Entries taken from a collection
—————

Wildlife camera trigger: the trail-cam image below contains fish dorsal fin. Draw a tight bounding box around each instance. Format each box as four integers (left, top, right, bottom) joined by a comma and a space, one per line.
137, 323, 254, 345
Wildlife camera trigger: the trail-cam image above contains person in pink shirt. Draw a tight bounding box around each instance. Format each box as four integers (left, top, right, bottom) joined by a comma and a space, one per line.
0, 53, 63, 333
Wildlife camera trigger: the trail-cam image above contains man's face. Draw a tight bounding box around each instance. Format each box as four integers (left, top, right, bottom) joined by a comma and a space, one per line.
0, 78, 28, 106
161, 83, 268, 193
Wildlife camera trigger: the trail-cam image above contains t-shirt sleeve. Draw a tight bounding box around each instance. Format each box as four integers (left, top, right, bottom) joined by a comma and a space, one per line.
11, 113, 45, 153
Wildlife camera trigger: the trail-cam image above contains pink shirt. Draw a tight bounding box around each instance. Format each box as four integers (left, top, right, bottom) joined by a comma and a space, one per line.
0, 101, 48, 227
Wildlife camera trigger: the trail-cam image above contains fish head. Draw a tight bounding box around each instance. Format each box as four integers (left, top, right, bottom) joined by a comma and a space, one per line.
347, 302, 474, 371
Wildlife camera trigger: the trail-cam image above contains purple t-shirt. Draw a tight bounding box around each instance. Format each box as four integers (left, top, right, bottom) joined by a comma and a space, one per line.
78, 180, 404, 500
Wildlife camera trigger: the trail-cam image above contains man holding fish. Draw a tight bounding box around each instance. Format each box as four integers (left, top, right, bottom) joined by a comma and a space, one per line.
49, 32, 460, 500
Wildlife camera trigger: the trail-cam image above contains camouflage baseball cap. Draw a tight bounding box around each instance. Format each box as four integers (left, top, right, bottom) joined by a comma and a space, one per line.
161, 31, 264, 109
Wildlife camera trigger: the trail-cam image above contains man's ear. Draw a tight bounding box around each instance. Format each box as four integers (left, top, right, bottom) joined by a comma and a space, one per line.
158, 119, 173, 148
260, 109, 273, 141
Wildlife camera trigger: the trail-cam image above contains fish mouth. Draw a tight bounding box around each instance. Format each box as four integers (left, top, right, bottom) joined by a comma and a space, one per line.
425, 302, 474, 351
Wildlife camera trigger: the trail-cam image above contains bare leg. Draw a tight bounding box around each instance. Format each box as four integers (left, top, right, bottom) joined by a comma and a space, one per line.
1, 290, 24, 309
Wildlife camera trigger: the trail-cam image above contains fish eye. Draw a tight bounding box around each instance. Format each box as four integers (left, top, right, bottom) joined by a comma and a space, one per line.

—————

### THE TASK
Rewrite every one of the items above so that "Wildlife camera trigger" becomes "Motion sensor alert", keeping everything else the same.

### OUTPUT OF THE EXERCISE
Motion sensor alert: the trail-cam image below contains fish dorsal fin. Draw a tight bounding box around each instance. Format each box as four integers (left, top, right, bottom) joined by a comma and a space, one per line.
137, 323, 254, 345
Motion sensor alert: the trail-cam image above contains person in pink shirt. Draw a tight bounding box around each instance. Format each box as four integers (left, top, right, bottom) joined by a comma and a space, one per line.
0, 53, 63, 333
Motion sensor alert: the trail-cam image above contains man's face. Draw a tight bounding box around each instance. Format each box as four integers (left, top, right, bottom) joined by a comma and a space, one per line.
0, 78, 28, 106
161, 83, 268, 193
Motion sensor alert: the trail-cam image above contains t-shirt sleeve. Draw a tight bounding box around each instance. Format each box as four integers (left, top, right, bottom) joined by a comma and a space, one per line.
11, 113, 45, 153
Motion sensor alert: the trail-cam image above contains pink shirt. Draw a tight bounding box around each instance. Format each box as four integers (left, top, right, bottom) joined by a comma and a space, one per line.
0, 101, 48, 227
Motion sensor alert: the trail-cam image above contains fish head. Draw a tight bounding box around each instance. Format each box as four integers (left, top, right, bottom) joined by a comma and a space, one per line.
347, 302, 474, 371
Motion sensor alert: the trail-cam image above contains purple t-shirt. Draw a tight bounding box around each instance. Format each box as four integers (left, top, right, bottom) joined by a comma and a space, one per line.
78, 180, 404, 500
Motion sensor alert: the trail-cam image above contains man holding fish. Draw a tight bounding box around each instance. Format each box as four integers (left, top, right, bottom) joined by a comma and a space, one per line.
49, 32, 460, 500
Motion sensor alert: the trail-cam image above contains camouflage baseball cap. Draw a tight bounding box around each instance. Format each box as four integers (left, top, right, bottom) joined by a comma and a space, one per line.
161, 31, 264, 109
Motion sensor alert: the trail-cam image above contains man's ear. Draw a tight bounding box around each instance. Format each box as four integers (left, top, right, bottom) joined by a comma and a space, one per line.
158, 119, 173, 148
260, 109, 273, 141
Motion sensor alert: the trail-cam image above contains fish mouth. Draw a tight bounding box around each instance. Format each box as four integers (left, top, right, bottom) joined by a comma and a space, one per line.
425, 302, 474, 351
Motion sensor alert: the trail-cam image above contains bare leg. Draw a tight bounding box around each instance. Format each box as four integers (left, top, right, bottom) joined by a comma and a space, one per line.
1, 290, 24, 309
Motion sensor alert: the trail-cam image above contains fish eye. Draw a tight bounding box around each instance. Format each box as four integers (left, top, right, bottom) joined by a comma and a space, one per line.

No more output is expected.